**FUENTE**
Porque en todas partes García Lorca encontraba un piano.
Rafael Alberti.
Anda jaleo. La Argentinita (voz) y Federico García Lorca (piano).
Una tarde de sábado de los primeros días del verano, paseando por una Granada cálida y adormecida, no sé muy bien cómo ni por qué, mis pasos me llevaron hasta la
huerta de San Vicente. Entre todos los recuerdos que se guardan allí de una familia, un poeta y un pedazo triste (penosamente triste) de la historia, me conmovieron especialmente dos cosas. La primera, el piano. Automáticamente me vino a la memoria este texto de Rafael Alberti, uno de los más bellos retratos literarios que recuerdo haber leído:
Era García Lorca entonces un muchacho delgado, de frente ancha y larga, sobre la que temblaba a veces, índice de su exaltada pasión y lirismo, un intenso mechón de pelo negro, "empavonado", como el de Antonio Camborio de su romancero. Tenía la piel morena, rebajada por un "verde aceituna", término comparativo éste que se emplea mucho por Andalucía, la tierra española más rica en olivares. Su cara no era alegre, aunque una larga sonrisa, transformable rápidamente en carcajada, pusiera en ella esa expresión de contagioso optimismo, de fuego desbocado, que tan perdurable recuerdo dejara, incluso en aquellos que tan sólo le vieron un instante.
El aspecto total de Federico no era de gitano, sino de ese hombre oscuro, bronco y fino a la vez, que da el campo andaluz. Una descarga como de eléctrica simpatía, un hechizo, una irresistible atmósfera de magia para envolver y aprisionar a sus auditores, se desprendían de él cuando hablaba, recitaba, representaba veloces ocurrencias teatrales, o cantaba, acompañándose al piano. Porque en todas partes García Lorca encontraba un piano.

**TAREA PENDIENTE**
Copia del texto sobre García Lorca el tramo que empieza en "El aspecto total" y termina en "piano. Porque en todas partes García Lorca encontraba un piano.", cambiando "gitano" por "torero". Los datos no guardan relación con el texto sobre García Lorca.

Entradas de un conjunto de datos de señalamiento

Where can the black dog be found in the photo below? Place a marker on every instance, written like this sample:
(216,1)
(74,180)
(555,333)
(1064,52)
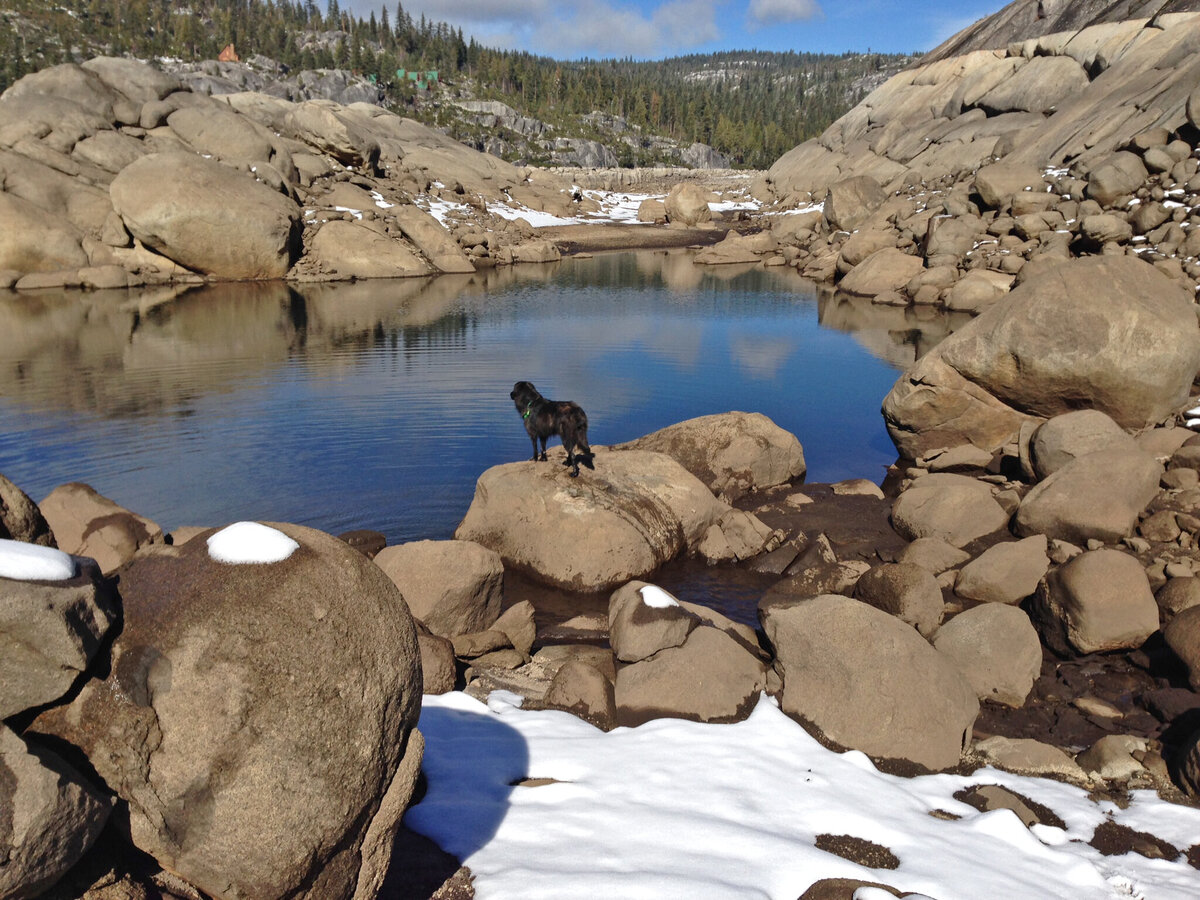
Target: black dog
(546,418)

**RESULTADO**
El aspecto total de Federico no era de torero, sino de ese hombre oscuro, bronco y fino a la vez, que da el campo andaluz. Una descarga como de eléctrica simpatía, un hechizo, una irresistible atmósfera de magia para envolver y aprisionar a sus auditores, se desprendían de él cuando hablaba, recitaba, representaba veloces ocurrencias teatrales, o cantaba, acompañándose al piano. Porque en todas partes García Lorca encontraba un piano.